_Task item_
Scan the material below for the string "white". Report every line that has it.

_Provided records_
===============

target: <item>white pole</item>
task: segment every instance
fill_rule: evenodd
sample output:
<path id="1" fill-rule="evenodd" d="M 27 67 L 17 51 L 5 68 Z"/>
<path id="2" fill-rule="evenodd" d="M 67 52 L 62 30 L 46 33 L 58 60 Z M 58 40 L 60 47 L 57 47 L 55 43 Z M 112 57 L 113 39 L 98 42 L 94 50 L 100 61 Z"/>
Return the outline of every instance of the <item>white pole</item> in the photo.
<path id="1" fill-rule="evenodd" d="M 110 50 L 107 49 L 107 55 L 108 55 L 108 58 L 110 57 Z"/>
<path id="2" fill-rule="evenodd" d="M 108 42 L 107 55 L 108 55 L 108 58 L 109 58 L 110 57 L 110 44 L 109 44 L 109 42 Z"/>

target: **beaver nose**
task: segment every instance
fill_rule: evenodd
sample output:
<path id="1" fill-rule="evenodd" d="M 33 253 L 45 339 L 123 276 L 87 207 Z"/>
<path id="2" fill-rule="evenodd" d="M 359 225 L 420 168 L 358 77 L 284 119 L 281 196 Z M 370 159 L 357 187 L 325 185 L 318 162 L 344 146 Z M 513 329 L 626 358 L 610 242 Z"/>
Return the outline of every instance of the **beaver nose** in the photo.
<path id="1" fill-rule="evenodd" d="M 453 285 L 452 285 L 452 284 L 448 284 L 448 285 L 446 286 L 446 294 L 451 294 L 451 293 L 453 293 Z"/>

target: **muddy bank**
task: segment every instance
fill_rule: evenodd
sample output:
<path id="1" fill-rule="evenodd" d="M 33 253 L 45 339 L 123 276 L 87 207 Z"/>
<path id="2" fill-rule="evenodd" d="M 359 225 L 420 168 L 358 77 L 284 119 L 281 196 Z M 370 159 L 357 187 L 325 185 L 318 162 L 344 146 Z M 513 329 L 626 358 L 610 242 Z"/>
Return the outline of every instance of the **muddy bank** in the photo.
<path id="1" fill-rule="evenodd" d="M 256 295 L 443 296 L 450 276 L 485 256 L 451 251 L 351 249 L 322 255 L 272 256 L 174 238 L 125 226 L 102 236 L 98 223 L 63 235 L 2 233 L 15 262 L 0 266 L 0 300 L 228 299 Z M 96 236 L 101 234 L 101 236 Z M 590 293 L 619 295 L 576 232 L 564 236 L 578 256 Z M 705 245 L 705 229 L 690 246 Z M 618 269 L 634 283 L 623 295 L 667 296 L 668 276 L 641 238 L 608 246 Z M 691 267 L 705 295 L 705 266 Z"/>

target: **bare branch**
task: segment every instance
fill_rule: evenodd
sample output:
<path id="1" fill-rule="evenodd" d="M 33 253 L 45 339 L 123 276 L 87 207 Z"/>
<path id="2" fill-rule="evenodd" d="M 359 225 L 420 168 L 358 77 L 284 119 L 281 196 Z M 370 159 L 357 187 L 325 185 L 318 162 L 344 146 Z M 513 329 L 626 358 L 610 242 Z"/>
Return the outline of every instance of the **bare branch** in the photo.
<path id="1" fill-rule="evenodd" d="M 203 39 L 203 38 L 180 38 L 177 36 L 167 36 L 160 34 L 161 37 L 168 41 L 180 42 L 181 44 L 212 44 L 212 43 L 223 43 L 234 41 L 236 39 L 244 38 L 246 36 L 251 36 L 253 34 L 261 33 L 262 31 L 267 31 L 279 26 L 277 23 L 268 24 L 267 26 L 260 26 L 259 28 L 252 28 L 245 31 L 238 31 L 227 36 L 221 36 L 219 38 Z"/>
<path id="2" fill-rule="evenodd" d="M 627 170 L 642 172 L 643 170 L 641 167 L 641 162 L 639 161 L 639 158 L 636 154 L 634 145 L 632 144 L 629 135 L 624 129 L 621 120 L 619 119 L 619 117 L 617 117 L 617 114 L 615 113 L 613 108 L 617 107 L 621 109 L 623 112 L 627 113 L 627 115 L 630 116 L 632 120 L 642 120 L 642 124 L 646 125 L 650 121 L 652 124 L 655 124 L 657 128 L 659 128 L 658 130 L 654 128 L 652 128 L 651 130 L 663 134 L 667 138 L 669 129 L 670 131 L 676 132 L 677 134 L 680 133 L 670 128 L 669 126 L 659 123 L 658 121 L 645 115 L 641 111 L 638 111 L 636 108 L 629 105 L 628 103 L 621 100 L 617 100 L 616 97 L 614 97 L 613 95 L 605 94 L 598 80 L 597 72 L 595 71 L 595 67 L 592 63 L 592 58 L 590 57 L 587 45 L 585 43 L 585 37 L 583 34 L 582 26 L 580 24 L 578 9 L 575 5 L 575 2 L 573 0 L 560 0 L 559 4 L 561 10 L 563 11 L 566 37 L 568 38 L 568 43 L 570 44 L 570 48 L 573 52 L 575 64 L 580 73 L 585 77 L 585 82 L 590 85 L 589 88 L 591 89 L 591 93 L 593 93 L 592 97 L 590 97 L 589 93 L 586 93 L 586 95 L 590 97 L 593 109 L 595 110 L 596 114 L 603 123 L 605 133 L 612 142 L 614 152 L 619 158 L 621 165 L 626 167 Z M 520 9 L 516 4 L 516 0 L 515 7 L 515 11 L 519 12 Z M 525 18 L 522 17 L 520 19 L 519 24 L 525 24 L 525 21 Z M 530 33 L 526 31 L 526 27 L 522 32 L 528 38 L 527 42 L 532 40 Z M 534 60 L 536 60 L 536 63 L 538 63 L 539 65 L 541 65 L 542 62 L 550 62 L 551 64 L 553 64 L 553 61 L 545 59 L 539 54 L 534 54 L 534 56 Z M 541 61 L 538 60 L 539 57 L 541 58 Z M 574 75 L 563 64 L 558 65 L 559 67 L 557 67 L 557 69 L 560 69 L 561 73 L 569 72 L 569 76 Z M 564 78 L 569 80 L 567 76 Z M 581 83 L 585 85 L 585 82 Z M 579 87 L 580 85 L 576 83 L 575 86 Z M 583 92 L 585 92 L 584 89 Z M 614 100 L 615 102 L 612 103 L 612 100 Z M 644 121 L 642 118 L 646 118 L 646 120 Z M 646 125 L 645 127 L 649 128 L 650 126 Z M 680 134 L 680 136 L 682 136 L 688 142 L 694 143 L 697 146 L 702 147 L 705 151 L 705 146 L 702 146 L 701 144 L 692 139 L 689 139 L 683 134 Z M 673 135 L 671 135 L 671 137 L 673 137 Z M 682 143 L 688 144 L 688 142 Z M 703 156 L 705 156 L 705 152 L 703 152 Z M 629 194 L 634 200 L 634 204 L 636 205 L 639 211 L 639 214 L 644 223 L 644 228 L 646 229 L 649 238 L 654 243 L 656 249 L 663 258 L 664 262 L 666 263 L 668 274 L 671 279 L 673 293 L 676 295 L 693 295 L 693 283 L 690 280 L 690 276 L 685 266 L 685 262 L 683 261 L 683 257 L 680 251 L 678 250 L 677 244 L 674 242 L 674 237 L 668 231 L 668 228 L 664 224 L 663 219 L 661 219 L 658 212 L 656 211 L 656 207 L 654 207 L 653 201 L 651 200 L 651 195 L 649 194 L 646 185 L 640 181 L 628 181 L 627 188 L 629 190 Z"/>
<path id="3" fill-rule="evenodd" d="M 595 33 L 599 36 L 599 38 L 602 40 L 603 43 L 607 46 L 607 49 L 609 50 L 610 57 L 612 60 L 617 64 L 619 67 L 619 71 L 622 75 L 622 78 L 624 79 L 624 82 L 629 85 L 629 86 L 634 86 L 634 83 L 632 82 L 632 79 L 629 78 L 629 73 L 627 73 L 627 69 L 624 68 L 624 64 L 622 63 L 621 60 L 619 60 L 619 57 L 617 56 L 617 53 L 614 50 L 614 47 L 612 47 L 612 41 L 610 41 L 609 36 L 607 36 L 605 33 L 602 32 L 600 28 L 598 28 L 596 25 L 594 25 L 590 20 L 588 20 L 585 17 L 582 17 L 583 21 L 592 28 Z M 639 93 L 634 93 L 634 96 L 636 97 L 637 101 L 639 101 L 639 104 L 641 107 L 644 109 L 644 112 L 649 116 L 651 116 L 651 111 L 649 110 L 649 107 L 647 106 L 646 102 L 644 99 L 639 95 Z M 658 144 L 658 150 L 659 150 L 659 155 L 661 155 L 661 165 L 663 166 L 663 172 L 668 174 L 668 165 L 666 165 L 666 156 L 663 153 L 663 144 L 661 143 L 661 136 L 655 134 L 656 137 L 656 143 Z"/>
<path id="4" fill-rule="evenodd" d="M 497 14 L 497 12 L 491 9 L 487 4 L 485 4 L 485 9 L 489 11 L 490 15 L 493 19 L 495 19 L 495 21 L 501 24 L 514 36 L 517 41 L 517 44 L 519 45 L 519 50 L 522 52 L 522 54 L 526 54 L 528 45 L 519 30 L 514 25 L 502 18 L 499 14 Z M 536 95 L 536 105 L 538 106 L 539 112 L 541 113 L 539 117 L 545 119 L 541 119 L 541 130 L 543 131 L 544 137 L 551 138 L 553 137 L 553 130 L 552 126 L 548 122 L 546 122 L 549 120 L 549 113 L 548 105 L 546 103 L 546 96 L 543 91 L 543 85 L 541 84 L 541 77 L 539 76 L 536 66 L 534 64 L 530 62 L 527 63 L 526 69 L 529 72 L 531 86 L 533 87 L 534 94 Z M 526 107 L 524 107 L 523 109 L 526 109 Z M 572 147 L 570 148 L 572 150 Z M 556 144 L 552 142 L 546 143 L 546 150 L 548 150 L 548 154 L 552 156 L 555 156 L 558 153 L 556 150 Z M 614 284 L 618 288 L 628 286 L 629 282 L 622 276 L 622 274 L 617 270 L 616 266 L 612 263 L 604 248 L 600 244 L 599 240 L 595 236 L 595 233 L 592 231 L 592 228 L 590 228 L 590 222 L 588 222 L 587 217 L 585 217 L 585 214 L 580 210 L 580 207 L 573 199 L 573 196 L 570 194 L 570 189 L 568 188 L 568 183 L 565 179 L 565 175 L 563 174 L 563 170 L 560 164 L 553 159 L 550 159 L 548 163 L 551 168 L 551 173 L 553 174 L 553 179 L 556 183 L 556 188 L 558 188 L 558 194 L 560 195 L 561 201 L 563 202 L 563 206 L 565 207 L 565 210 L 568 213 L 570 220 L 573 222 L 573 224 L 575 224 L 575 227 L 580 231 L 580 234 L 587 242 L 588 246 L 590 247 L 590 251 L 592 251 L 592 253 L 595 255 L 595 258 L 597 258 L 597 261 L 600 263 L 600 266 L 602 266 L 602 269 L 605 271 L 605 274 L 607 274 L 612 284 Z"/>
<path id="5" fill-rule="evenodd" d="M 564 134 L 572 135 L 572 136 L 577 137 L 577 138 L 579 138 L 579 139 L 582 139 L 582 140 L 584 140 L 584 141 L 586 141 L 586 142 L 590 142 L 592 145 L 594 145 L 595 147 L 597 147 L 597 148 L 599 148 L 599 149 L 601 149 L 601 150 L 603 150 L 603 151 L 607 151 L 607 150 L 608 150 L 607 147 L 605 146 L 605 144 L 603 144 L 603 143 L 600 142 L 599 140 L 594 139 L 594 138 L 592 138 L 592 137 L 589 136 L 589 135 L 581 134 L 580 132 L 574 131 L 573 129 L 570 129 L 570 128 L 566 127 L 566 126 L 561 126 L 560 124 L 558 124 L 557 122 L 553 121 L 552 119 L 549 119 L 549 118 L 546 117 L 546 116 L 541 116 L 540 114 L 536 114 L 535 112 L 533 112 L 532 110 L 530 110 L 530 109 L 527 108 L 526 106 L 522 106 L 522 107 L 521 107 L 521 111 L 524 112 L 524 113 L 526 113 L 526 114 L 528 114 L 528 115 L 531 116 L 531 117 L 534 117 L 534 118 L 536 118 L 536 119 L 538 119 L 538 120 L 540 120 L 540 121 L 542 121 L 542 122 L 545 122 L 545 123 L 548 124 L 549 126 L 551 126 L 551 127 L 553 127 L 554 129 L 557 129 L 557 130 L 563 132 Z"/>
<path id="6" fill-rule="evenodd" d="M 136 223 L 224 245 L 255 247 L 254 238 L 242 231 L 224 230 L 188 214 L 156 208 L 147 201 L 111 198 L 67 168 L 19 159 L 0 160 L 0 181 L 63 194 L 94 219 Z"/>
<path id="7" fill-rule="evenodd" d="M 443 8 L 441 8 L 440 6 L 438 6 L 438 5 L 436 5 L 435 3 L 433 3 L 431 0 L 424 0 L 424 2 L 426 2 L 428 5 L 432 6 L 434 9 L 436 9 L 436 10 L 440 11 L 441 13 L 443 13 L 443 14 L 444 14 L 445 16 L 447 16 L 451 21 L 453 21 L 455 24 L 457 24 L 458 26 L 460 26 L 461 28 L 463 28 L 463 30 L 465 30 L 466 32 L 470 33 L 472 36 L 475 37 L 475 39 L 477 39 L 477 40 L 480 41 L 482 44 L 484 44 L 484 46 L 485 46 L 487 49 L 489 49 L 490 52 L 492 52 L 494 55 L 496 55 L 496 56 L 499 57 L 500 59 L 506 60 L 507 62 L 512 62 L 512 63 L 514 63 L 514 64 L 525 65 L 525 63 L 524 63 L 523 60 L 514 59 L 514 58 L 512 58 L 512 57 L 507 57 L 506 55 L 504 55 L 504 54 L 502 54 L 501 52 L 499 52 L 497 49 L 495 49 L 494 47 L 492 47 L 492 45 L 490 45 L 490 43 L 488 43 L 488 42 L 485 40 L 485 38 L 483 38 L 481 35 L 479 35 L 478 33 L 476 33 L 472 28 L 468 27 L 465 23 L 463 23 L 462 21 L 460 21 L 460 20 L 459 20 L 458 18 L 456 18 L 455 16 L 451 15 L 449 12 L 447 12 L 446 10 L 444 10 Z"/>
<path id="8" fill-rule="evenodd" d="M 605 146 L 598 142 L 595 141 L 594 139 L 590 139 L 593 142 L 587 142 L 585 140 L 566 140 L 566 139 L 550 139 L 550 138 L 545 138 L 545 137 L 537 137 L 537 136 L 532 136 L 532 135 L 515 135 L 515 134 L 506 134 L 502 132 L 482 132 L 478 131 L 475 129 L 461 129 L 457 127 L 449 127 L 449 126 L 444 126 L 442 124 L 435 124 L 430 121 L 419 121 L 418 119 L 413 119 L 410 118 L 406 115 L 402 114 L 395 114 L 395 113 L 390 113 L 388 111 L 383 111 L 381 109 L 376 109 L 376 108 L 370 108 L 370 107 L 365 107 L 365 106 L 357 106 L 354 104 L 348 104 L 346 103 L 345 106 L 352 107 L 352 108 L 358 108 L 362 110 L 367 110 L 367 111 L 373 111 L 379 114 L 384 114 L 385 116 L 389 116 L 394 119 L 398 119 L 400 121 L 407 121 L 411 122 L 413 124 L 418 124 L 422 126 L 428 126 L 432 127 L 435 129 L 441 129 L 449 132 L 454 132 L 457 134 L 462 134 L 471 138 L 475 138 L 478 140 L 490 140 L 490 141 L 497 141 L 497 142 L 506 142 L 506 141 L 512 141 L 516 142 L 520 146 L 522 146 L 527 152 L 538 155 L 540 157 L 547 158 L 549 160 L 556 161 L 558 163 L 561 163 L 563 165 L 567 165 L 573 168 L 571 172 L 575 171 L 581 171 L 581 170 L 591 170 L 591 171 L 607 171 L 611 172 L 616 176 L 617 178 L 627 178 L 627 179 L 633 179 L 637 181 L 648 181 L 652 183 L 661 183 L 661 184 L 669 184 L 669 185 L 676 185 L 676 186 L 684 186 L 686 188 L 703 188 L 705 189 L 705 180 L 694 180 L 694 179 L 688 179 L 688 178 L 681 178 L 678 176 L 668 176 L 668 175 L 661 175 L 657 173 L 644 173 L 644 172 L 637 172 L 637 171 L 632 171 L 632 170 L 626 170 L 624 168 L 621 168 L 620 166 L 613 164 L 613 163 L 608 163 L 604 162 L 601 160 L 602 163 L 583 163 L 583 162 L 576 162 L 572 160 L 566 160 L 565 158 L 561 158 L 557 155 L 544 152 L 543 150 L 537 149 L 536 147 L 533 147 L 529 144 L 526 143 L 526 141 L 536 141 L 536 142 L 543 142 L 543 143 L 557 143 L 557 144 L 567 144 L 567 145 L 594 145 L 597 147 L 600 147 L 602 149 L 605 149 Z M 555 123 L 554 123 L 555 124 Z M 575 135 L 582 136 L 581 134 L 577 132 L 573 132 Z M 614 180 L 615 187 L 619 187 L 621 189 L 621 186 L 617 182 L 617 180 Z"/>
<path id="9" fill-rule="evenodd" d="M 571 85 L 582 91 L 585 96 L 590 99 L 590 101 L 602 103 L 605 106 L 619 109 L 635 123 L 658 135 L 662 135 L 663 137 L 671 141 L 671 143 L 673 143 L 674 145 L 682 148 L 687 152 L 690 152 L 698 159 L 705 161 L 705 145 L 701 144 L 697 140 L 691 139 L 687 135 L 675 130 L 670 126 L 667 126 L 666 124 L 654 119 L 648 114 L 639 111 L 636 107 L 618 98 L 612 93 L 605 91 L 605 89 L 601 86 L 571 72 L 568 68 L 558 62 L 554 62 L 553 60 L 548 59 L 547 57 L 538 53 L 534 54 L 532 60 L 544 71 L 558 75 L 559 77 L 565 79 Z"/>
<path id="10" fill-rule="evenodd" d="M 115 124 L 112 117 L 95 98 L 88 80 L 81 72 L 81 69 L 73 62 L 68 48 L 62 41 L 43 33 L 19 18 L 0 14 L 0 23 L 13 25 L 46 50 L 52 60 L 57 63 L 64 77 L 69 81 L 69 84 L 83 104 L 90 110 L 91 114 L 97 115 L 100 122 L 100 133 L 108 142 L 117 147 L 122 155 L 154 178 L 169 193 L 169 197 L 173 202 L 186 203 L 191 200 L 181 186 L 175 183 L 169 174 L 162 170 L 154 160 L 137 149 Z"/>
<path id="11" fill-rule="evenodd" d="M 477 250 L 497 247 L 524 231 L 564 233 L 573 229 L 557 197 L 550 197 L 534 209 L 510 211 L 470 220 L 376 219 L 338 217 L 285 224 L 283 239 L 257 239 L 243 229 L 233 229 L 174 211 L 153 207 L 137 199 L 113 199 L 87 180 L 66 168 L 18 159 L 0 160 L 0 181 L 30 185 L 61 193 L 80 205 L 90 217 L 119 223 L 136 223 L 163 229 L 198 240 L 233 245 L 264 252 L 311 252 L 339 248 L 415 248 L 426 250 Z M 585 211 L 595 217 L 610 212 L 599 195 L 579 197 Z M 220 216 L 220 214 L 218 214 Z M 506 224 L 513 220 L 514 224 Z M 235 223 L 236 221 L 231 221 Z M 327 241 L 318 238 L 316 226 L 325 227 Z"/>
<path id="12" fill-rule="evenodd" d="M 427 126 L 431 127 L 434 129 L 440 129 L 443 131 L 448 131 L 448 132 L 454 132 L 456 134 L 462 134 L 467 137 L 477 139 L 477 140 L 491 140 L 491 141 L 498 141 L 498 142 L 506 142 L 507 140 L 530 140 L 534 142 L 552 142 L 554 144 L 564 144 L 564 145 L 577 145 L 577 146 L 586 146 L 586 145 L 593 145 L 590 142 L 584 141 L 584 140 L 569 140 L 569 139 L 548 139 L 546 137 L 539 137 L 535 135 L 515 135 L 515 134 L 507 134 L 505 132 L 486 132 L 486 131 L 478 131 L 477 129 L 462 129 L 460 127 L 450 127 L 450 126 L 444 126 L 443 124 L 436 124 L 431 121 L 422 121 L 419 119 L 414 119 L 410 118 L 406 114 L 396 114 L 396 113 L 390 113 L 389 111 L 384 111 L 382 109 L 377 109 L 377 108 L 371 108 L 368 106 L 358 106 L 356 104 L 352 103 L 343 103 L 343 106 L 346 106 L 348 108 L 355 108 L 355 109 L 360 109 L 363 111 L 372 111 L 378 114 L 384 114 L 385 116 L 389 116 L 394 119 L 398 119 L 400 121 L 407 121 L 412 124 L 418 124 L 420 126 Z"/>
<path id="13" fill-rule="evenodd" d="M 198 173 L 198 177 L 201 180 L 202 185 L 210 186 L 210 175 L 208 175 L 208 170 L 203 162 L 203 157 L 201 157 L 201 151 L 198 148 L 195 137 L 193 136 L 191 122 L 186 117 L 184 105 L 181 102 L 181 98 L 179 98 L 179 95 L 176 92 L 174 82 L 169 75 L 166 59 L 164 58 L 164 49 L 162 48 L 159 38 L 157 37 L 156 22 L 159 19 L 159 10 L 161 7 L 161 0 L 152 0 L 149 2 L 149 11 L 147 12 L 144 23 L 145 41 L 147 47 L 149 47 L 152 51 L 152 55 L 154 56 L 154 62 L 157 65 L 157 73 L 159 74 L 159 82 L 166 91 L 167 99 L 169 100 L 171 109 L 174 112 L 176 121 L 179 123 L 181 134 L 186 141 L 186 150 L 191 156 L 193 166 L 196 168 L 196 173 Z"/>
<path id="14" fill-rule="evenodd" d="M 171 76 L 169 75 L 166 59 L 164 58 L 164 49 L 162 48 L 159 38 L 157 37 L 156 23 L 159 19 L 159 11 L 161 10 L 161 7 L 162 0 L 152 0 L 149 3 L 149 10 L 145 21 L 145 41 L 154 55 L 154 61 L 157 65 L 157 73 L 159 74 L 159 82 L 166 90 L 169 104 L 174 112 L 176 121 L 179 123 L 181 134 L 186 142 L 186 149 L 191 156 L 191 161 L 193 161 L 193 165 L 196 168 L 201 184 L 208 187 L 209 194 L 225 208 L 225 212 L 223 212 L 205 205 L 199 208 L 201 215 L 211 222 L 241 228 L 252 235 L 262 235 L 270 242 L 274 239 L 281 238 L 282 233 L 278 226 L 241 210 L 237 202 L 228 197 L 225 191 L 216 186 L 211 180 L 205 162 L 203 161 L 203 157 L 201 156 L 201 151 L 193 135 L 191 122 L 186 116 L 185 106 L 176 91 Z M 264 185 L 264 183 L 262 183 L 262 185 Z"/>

===============

_Response for this exercise_
target: <item>white pole</item>
Return the outline of every instance of the <item>white pole</item> in the photo.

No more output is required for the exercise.